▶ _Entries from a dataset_
____

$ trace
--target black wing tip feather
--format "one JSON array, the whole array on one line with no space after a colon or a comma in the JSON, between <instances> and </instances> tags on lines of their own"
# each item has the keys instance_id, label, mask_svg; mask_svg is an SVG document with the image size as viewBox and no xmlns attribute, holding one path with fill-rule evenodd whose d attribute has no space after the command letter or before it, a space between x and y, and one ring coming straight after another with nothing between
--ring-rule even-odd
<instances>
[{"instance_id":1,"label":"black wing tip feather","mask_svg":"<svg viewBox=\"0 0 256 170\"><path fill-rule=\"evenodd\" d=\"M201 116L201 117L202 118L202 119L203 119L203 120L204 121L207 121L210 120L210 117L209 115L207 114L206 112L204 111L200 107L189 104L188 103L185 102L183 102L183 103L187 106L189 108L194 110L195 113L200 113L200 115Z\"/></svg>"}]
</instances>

____

▶ _OBJECTIVE_
Present every line of the rows above as a Markdown table with the columns "No." and "Line," numbering the lines in order and skipping any blank lines.

▶ _FULL OUTPUT_
| No. | Line |
|---|---|
| 1 | $ trace |
| 2 | --target black wing tip feather |
| 3 | --format "one JSON array, the whole array on one line with no space after a colon or a comma in the JSON, between <instances> and </instances> tags on lines of their own" |
| 4 | # each item has the keys instance_id, label, mask_svg; mask_svg is an SVG document with the image size as viewBox and no xmlns attribute, holding one path with fill-rule evenodd whose d attribute has no space after the command letter or before it, a space between x and y, and one ring coming straight after another with nothing between |
| 5 | --ring-rule even-odd |
| 6 | <instances> |
| 7 | [{"instance_id":1,"label":"black wing tip feather","mask_svg":"<svg viewBox=\"0 0 256 170\"><path fill-rule=\"evenodd\" d=\"M201 116L201 117L202 118L202 119L203 119L203 120L204 121L207 121L210 120L210 117L209 115L207 114L206 112L204 111L200 107L189 104L188 103L185 102L183 102L183 103L187 106L189 108L194 110L195 113L200 113L200 115Z\"/></svg>"}] |
| 8 | </instances> |